Calico: Pod calico-node leaking connections to the apiserver when using KDD

Created on 27 Nov 2017  路  6Comments  路  Source: projectcalico/calico

Expected Behavior



When cluster is not changed, established connection count from each calico-node pod to the apiserver should remain (more or less) constant.

Current Behavior



Established connection count from calico-node to apiserver increases overtime. (added 60 connections over 2 days). No leaking when using ETCD datastore driver.

Possible Solution



Not sure

Steps to Reproduce (for bugs)


  1. Deploy a Kube cluster
  2. Deploy Calico with KDD following https://docs.projectcalico.org/v2.6/getting-started/kubernetes/installation/hosted/kubernetes-datastore/
  3. Check for current connection count from calico-node to apiserver (for me it was 24)
  4. Wait for 2 days
  5. Check current connection count from calico-node to apiserver again (for me it became 86)

Context



It accumulates in large amount of unclosed TCP connections on the apiservers, which we have to regularly kill all calico-node to reset them.

▸ **Dataset rows on where objects appear**

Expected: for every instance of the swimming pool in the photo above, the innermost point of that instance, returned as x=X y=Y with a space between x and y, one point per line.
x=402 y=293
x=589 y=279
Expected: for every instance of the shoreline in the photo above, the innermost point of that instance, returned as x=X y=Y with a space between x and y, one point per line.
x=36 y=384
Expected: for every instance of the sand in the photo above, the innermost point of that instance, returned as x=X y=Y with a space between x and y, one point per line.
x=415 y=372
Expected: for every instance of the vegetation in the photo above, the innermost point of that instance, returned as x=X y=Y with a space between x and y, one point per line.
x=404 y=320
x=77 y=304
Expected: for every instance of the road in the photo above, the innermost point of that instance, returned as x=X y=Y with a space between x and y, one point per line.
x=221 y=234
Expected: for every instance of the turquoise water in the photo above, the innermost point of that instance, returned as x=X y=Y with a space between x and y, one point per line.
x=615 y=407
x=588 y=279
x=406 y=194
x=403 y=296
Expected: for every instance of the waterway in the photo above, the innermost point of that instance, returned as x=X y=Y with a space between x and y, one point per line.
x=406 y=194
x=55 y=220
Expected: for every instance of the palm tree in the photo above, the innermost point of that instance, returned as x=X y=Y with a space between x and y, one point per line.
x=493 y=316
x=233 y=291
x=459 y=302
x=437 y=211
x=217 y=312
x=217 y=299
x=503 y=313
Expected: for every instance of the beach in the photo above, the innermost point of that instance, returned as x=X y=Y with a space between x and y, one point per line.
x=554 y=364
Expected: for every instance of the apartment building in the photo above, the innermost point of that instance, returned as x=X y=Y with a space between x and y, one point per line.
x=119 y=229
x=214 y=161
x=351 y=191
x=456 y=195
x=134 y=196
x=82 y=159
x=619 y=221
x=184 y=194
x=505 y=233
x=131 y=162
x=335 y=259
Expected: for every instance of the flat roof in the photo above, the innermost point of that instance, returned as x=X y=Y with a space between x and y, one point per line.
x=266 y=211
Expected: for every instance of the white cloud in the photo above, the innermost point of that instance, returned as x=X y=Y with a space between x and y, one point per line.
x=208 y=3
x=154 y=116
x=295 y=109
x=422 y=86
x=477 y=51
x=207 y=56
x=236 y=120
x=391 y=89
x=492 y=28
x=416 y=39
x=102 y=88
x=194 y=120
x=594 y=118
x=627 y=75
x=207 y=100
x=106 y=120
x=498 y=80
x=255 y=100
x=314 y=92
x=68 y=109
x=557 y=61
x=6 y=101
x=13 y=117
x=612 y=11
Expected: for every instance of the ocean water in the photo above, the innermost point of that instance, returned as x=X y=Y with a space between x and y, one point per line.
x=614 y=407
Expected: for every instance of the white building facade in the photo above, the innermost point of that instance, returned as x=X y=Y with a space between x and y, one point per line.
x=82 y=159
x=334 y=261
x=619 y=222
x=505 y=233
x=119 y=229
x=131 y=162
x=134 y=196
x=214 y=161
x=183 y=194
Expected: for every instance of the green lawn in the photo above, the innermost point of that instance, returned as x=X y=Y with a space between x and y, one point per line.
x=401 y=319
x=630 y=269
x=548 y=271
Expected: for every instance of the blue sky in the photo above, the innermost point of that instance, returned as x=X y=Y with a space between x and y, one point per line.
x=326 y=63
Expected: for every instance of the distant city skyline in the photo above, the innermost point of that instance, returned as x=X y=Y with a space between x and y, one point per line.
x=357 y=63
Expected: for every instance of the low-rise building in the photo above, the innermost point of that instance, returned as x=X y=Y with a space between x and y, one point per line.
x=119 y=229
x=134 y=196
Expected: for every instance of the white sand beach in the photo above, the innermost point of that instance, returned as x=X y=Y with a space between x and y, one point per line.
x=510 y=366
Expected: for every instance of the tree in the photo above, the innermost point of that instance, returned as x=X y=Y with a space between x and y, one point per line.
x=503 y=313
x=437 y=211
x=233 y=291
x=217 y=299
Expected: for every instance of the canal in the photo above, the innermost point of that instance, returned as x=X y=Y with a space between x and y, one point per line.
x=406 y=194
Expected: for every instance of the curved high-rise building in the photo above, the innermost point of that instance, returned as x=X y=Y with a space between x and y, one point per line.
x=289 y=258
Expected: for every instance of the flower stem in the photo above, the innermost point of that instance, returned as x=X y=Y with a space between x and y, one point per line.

▸ **Directive**
Translate the following sentence from the bug report into French: "When cluster is not changed, established connection count from each calico-node pod to the apiserver should remain (more or less) constant." The items are separate material and have no connection to the bug report.

▸ **Final result**
Lorsque le cluster n'est pas modifié, le nombre de connexions établies de chaque pod calico-node vers l'apiserver devrait rester (plus ou moins) constant.